▸ Data for processing
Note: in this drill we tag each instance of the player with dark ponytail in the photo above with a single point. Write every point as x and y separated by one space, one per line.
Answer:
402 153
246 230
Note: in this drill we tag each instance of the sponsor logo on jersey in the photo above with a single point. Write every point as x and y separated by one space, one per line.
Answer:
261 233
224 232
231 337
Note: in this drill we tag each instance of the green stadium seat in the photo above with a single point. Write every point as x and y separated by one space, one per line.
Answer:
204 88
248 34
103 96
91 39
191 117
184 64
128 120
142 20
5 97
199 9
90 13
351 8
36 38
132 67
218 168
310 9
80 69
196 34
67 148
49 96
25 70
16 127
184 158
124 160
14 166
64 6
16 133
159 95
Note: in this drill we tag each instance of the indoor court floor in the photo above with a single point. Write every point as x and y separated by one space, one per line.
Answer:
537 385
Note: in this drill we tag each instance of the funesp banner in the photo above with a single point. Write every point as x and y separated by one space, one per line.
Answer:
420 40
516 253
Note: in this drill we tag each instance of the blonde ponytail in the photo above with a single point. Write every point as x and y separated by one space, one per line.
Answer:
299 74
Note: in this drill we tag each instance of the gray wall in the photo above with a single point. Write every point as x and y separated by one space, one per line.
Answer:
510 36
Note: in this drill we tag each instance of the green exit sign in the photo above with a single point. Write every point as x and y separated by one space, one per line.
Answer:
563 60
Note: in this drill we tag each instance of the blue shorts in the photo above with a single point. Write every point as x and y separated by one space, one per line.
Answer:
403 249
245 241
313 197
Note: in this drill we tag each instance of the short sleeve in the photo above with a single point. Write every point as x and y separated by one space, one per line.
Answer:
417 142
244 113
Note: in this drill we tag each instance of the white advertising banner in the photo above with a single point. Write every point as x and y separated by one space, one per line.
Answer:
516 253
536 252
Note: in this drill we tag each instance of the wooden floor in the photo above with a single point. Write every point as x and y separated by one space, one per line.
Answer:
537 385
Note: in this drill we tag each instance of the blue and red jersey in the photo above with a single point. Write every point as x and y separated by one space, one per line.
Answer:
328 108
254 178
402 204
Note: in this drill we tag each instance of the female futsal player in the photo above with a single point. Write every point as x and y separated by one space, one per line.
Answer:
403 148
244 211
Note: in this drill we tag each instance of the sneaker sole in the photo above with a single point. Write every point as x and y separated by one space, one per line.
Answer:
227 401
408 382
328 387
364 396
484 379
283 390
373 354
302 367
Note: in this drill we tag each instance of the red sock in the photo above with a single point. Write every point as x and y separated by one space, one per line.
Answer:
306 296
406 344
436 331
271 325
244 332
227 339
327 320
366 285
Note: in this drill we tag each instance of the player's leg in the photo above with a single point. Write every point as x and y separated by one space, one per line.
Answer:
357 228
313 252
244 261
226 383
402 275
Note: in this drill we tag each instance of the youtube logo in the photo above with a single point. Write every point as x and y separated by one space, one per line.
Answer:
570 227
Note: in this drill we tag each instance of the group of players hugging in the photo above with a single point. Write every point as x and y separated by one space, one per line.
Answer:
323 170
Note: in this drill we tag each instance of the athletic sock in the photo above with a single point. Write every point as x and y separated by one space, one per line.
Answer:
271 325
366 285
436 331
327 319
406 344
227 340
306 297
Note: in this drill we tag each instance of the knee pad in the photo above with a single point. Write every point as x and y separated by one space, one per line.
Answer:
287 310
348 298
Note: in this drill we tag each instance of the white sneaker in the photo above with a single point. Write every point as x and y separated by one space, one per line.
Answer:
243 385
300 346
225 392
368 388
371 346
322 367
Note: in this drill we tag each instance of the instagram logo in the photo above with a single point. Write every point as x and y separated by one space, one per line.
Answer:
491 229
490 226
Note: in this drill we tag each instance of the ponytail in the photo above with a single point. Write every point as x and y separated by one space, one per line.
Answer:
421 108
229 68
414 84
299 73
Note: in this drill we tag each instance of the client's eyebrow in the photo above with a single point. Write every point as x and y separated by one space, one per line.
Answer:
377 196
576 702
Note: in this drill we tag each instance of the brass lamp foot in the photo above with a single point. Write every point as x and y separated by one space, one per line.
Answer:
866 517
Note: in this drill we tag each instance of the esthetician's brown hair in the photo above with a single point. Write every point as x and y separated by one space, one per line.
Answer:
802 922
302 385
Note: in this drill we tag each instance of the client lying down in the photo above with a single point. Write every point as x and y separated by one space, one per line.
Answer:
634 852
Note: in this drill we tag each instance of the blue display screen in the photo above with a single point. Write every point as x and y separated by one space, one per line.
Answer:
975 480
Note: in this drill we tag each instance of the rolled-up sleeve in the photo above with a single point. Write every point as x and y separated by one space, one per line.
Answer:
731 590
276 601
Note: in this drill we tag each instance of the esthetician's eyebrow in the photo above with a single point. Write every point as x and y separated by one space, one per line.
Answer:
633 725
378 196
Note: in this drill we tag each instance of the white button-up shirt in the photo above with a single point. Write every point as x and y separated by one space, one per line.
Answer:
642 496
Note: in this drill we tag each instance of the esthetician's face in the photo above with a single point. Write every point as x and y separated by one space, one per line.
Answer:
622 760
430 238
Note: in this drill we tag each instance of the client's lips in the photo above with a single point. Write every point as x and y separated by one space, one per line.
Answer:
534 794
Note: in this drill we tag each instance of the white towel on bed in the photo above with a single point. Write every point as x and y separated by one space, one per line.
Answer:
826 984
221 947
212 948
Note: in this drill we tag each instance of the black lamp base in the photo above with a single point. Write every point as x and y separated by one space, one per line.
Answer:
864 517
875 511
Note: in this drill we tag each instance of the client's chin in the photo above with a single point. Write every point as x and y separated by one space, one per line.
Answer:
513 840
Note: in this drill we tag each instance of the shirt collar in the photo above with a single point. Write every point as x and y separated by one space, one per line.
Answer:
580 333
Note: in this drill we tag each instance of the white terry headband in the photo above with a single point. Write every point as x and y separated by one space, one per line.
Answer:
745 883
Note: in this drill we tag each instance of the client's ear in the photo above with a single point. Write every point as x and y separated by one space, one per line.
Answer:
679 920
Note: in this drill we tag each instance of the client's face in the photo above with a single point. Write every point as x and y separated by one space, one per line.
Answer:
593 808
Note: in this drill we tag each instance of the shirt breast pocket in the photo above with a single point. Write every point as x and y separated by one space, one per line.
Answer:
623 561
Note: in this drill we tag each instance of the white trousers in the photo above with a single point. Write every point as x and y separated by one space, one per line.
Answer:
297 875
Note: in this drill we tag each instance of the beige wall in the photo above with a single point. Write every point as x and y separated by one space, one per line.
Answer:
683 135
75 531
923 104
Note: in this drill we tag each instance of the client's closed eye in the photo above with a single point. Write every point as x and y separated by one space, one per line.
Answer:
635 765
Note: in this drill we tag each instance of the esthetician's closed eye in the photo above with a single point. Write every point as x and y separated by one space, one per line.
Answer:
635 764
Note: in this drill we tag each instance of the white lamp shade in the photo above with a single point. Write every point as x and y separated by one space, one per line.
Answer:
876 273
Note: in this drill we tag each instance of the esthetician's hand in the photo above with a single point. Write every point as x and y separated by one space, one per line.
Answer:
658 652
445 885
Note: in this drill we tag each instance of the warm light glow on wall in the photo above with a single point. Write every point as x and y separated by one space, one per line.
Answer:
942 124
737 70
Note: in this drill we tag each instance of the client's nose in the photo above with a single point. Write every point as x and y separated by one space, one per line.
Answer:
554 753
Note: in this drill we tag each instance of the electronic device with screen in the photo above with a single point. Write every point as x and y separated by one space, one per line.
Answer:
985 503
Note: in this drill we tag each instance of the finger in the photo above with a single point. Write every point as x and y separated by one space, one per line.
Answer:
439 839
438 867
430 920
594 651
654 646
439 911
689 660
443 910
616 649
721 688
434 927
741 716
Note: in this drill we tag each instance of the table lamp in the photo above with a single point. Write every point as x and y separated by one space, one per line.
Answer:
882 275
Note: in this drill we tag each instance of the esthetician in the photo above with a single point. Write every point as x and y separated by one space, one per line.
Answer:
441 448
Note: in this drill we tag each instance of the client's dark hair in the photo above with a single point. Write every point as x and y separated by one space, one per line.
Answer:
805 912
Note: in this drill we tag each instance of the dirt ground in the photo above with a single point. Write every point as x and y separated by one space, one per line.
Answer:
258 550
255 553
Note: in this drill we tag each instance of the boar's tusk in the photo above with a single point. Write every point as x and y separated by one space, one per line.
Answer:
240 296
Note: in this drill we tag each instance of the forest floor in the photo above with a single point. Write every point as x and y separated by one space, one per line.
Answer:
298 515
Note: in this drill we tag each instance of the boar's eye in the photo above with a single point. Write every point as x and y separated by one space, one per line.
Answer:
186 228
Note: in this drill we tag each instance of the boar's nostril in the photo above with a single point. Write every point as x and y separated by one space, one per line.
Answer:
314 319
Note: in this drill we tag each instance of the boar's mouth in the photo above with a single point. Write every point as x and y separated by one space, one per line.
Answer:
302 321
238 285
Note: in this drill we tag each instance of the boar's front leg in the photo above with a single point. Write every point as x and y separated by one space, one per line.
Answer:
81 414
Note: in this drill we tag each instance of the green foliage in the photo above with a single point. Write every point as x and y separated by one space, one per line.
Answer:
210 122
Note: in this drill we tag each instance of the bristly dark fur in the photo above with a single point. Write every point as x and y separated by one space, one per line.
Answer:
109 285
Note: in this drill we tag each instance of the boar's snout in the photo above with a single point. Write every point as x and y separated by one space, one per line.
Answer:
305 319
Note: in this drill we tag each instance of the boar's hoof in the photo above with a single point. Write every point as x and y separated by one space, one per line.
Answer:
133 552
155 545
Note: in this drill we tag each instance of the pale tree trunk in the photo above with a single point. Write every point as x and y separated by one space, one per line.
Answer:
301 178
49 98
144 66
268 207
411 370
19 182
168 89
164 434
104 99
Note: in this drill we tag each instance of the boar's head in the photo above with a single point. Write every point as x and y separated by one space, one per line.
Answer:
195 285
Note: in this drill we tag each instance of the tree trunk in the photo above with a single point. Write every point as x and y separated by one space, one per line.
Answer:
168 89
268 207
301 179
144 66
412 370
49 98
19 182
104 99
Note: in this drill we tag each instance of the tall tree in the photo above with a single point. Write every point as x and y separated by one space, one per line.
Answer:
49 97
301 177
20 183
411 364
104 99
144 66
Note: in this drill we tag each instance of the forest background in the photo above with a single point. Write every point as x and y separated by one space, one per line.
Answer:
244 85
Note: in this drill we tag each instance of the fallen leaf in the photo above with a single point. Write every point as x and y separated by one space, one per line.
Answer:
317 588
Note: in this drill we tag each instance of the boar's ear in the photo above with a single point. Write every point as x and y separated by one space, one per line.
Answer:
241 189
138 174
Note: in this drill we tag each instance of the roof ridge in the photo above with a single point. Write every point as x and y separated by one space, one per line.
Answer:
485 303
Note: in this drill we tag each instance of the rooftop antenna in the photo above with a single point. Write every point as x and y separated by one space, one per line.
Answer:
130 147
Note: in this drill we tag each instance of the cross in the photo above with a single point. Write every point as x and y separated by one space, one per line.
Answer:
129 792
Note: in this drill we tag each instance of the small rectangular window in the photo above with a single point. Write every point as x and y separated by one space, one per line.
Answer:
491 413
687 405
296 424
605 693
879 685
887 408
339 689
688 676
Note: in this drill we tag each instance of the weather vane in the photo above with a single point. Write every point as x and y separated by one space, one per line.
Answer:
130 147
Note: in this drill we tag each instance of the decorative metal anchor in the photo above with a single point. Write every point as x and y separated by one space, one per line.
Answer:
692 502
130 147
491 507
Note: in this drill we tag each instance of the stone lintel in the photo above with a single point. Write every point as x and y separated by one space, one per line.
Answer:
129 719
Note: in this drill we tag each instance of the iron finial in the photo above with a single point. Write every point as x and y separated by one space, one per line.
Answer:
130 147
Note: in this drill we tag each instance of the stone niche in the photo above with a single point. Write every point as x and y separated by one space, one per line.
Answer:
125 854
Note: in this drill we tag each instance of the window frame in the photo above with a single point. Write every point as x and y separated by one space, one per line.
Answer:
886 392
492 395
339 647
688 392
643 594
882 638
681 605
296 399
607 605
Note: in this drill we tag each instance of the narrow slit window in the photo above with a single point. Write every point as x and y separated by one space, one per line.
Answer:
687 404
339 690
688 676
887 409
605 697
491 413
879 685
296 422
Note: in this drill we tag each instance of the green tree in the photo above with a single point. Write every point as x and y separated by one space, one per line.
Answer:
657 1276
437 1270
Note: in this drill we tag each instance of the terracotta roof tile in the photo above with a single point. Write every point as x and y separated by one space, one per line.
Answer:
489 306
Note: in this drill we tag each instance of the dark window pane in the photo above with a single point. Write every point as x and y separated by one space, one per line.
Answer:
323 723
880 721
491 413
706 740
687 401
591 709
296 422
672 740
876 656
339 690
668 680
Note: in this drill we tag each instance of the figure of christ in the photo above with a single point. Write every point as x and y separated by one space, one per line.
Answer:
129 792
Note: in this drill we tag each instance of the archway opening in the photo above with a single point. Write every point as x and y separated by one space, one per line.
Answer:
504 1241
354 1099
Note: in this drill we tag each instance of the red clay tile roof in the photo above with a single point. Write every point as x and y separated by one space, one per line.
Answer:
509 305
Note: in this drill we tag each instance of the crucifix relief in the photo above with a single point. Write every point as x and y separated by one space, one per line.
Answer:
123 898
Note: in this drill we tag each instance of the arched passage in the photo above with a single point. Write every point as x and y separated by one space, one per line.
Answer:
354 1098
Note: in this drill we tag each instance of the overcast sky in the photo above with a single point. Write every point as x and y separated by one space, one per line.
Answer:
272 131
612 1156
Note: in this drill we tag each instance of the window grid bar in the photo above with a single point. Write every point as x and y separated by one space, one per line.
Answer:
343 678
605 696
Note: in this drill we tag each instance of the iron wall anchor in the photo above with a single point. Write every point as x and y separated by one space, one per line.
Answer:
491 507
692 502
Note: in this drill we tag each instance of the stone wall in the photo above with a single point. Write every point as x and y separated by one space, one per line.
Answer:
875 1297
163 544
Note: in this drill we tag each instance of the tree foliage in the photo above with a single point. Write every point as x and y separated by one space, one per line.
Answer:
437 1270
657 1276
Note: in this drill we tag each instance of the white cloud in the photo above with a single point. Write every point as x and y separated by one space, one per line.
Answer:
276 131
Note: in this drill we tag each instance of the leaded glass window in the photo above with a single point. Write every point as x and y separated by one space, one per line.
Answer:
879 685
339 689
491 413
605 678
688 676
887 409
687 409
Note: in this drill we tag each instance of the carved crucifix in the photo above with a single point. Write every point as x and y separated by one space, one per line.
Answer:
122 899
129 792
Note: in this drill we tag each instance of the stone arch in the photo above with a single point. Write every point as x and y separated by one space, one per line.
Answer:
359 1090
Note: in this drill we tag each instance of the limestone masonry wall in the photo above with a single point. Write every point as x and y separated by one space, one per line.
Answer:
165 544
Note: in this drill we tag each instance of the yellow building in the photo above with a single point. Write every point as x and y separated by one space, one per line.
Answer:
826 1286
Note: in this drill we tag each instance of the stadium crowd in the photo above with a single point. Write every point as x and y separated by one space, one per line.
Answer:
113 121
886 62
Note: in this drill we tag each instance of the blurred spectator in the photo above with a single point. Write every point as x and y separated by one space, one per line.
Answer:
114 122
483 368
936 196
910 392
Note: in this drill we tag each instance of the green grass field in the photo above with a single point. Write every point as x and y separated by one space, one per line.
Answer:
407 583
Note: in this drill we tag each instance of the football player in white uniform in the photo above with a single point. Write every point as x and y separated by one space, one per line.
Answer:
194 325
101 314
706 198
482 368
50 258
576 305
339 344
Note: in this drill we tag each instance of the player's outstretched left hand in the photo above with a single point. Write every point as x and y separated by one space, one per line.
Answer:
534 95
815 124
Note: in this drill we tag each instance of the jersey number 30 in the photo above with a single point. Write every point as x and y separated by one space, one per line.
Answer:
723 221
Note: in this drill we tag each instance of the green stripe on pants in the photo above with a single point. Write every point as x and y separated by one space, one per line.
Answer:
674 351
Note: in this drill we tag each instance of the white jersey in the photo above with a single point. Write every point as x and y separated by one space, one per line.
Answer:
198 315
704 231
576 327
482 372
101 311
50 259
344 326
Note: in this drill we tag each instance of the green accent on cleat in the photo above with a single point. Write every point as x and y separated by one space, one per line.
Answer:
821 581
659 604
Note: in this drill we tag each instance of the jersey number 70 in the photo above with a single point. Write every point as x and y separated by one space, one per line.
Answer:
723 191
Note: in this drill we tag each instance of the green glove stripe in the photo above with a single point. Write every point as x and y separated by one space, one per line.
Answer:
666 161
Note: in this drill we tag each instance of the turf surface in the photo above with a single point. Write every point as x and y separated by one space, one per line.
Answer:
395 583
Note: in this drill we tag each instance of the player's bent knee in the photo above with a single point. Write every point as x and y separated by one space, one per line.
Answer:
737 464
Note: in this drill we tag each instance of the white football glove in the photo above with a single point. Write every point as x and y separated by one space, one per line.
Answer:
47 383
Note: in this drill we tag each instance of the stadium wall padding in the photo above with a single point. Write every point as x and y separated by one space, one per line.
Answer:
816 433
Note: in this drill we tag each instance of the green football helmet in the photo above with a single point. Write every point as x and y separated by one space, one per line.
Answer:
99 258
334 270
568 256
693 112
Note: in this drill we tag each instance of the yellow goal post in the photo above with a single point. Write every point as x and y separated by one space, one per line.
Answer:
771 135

▸ Problem statement
Exactly repeat the lines from the line that contains "the green accent" to the end of the entries, both included, and leave out all other lines.

▸ Response to this exercise
Note: in this drill we tag each instance of the green accent on cleat in the photo above with a single point. Write every point as x and y separated by one space, one per line.
Answer:
821 581
659 604
Note: in this drill we tag each instance of the jersey number 70 in the photo above with a single point. Write every point as x and y separated by one space, one per line.
Answer:
723 191
Note: in this drill we tag each instance of the green glove stripe in the photo above with a single point. Write every point as x and y separated by one space, one per line.
Answer:
666 161
Note: in this drill we tag each instance of the turf surface in the photo above with a single point. Write every point as x and y separated by one space, one per line.
Answer:
395 583
Note: in this drill we tag each instance of the player's bent knee in the photo above with a single point. Write every point as x and y separated by one space, one per line.
Answer:
737 464
Note: in this drill we tag each instance of the white football glove in the photo above with a single point. Write every point as x and y separated by one space, one per line.
Answer:
47 383
Note: in this drill we tag each instance of the stadium wall padding in the photo above with a single point. Write every point as x and y separated by one space, one per line.
Answer:
816 433
Note: in this drill we tag each instance of the green football helmet in the photo above with a single point. Write every point as x and y separated by one space, one per line.
Answer:
99 258
334 270
568 256
693 112
Note: in this drill we tag each instance of the yellow goal post in the photo above with a single point. Write every point as x and y separated by one space, one per line.
Answer:
771 135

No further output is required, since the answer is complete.